Work task 1 — Using the Li-O-2 battery abstract, list every material the cycled cells' cathode is described as containing.
Work task 2 —
For each statement, state whether the Li-O-2 battery abstract supports it. Answer yes or no, and quote the deciding words.
(a) Larger amounts of degraded salt were observed with PEGDME than with Tetraglyme as the solvent.
(b) More LiF formed in the PEGDME cell than in the Tetraglyme cell.
(c) The HAXPES study used photon energies of 2300 and 6900 eV.

[Opening Text excerpt section]

Ether Based Electrolyte, LiB(CN)(4) Salt and Binder Degradation in the Li-O-2 Battery Studied by Hard X-ray Photoelectron Spectroscopy (HAXPES)
Magazine article, 2012
Li-O-2 cells composed of a carbon cathode containing an alpha-MnO2 nanowire catalyst and a Kynar (PVDF-HFP) binder were cycled with different electrolytes containing 0.5 M LiB(CN)(4) salt in polyethylene glycol dimethyl ether (PEGDME) or tetraethylene glycol dimethyl ether (Tetraglyme) solvents. All cells exhibited fast capacity fading. To explain this, the surface chemistry of the carbon electrodes were investigated by synchrotron based hard X-ray photoelectron spectroscopy (HAXPES) using two photon energies of 2300 and 6900 eV. It is shown that the LiB(CN)(4) salt and Kynar binder were degraded during cycling, forming a layer composed of salt and binder residues on the cathode surface. The degradation mechanism of the salt differed in the two tested solvents and, consequently, different types of boron compounds were formed during cycling. Larger amounts of the degraded salt was observed using Tetraglyme as the solvent. With a nonfluorined Li-salt, the observed formation of LiF, which might be a reason for the observed blockage of pores in the cathode and for the observed capacity fading, must be due to Kynar binder decomposition. The amount of LiF formed in the PEGDME cell was larger than that formed in the Tetraglyme cell. The results indicate that not only the electrolyte solvent, but also electrolyte salt as well as the binder used for the porous cathode must be carefully considered when building a successful rechargeable Li-O-2 battery.

[Closing Text excerpt section]
[Opening Records section]

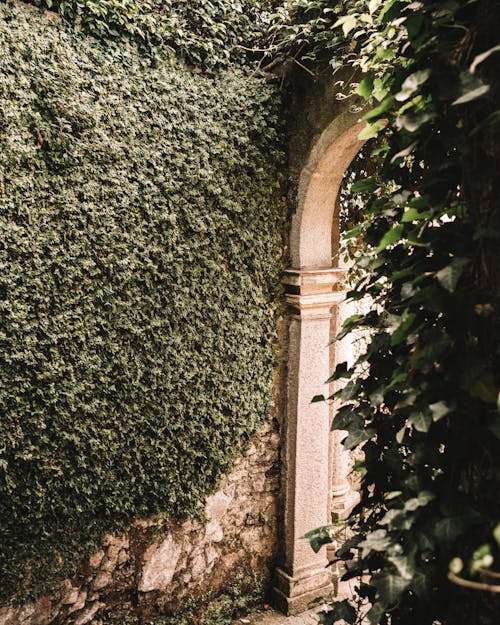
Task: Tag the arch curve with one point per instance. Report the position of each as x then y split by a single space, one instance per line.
314 469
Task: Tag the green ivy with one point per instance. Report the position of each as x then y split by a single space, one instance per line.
424 398
206 33
141 228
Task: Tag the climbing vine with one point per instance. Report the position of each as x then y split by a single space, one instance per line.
207 33
141 221
426 407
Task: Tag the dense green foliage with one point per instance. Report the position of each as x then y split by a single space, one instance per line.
426 405
205 33
141 223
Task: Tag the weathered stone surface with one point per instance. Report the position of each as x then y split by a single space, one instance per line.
217 506
70 596
96 559
79 603
159 565
87 615
199 558
214 532
104 578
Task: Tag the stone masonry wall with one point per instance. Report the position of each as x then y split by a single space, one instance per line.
152 567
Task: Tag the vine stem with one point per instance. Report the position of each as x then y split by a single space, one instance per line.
460 581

[Closing Records section]

Problem solution 1 —
- Carbon
- Alpha-MnO2 nanowire catalyst
- Kynar (PVDF-HFP) binder

Problem solution 2 —
(a) No: "Larger amounts of the degraded salt was observed using Tetraglyme as the solvent."
(b) Yes: "The amount of LiF formed in the PEGDME cell was larger than that formed in the Tetraglyme cell."
(c) Yes: "using two photon energies of 2300 and 6900 eV"